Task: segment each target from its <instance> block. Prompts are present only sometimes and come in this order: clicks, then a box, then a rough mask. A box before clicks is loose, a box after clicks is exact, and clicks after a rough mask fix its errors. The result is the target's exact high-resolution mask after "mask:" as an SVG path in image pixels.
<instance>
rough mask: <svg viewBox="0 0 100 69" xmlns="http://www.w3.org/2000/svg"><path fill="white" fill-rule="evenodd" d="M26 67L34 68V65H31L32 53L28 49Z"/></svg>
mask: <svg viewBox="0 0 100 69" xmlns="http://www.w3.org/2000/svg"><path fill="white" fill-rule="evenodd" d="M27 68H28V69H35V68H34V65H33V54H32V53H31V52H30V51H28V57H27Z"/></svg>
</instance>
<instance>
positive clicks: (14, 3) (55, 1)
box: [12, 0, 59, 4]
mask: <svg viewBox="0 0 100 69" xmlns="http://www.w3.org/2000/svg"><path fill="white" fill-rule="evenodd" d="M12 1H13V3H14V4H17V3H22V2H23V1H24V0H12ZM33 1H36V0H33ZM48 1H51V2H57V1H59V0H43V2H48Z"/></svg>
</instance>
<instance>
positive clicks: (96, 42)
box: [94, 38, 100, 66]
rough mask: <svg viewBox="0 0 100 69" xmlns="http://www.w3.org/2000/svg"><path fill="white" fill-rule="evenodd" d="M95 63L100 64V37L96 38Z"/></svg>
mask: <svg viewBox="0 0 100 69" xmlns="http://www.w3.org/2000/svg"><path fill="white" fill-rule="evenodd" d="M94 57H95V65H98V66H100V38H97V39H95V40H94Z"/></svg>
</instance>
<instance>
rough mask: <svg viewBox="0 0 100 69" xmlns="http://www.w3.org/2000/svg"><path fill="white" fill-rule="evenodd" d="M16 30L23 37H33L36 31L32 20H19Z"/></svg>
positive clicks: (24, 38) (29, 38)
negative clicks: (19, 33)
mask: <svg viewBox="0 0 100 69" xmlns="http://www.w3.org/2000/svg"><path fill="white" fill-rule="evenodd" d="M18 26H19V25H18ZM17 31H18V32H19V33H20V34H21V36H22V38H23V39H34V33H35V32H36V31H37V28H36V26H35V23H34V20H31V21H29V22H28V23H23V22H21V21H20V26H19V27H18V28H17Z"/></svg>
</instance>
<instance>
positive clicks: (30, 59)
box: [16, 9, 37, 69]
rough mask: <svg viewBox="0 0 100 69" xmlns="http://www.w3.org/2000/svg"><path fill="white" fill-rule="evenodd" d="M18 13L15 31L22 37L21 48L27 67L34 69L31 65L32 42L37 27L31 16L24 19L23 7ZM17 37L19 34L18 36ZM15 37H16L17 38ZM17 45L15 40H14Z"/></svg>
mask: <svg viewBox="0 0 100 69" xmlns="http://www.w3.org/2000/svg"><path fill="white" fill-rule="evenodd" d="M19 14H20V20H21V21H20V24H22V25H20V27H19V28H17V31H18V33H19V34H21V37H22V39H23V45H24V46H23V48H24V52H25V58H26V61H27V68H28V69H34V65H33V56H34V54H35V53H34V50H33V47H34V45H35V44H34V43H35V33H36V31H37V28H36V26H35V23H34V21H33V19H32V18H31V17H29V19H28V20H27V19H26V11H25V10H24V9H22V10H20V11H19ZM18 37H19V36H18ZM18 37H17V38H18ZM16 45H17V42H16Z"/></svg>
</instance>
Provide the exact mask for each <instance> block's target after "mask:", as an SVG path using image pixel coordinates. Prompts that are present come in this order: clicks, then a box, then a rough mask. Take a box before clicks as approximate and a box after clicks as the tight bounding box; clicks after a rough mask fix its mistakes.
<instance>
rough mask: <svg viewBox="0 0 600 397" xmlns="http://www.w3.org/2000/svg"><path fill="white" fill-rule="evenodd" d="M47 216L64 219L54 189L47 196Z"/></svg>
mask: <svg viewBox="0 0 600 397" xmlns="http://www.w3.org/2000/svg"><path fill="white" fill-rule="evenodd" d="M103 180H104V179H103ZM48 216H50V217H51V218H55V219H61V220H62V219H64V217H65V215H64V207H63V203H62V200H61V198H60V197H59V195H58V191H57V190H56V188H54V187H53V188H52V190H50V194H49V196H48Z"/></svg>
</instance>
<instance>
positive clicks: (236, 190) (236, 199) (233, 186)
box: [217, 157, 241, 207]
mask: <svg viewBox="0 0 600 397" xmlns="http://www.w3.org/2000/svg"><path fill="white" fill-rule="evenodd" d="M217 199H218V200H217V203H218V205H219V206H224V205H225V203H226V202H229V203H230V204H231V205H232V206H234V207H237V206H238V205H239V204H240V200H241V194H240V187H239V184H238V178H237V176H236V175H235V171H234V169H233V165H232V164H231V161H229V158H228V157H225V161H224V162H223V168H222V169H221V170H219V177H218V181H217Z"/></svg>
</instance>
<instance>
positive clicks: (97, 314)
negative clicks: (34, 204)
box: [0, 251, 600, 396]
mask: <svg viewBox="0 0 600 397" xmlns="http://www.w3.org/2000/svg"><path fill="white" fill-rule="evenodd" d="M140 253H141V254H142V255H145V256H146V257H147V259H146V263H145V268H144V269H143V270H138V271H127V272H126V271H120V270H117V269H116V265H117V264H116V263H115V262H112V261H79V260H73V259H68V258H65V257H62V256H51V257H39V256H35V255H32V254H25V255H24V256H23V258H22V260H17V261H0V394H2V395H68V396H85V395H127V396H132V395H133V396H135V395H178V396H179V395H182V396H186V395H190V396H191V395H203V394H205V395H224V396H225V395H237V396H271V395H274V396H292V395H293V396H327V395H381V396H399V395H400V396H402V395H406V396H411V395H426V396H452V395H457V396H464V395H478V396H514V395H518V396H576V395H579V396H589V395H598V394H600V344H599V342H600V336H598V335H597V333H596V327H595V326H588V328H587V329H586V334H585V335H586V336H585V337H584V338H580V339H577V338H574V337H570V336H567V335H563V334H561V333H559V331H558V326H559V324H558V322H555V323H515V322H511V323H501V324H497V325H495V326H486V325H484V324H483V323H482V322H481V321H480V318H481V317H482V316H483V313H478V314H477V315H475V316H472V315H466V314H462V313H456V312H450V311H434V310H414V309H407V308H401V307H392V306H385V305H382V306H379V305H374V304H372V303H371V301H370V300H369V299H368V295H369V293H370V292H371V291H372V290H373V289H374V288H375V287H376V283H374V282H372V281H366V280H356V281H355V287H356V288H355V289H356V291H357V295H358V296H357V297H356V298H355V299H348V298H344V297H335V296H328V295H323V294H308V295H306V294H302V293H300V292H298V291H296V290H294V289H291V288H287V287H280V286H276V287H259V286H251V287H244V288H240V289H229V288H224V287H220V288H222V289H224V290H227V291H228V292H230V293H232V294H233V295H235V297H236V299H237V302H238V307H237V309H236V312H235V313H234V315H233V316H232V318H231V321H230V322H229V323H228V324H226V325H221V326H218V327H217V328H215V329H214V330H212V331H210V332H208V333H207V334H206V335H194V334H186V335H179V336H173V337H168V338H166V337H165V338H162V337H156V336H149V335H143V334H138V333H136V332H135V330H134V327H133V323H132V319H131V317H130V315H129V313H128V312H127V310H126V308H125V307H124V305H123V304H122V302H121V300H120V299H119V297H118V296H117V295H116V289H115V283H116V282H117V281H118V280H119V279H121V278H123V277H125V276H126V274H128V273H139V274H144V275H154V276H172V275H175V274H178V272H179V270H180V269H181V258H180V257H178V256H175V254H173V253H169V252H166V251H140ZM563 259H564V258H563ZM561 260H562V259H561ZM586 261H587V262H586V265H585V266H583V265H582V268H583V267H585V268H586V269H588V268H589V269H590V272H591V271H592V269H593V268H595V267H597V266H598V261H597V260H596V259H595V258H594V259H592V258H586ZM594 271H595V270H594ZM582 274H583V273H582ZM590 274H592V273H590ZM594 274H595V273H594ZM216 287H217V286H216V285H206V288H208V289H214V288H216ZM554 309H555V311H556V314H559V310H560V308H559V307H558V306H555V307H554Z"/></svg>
########################################
» **Task directions**
Considering only the data above, return the lines in which "image" occurs.

» **Written reply**
Task: segment each target from its <instance> block. Prompts are present only sometimes and come in this order: clicks, then a box, then a rough mask. A box before clicks is loose, a box after clicks is exact, and clicks after a rough mask fix its errors. The result is the target's exact high-resolution mask after "mask:" as an SVG path in image pixels.
Provide the exact mask for each <instance> block's target after "mask:", as an SVG path using image pixel coordinates. Prompts that are present come in this order: clicks, then a box, then a rough mask. Take a box before clicks as approximate and a box after clicks as the tight bounding box; clicks after a rough mask fix its mistakes.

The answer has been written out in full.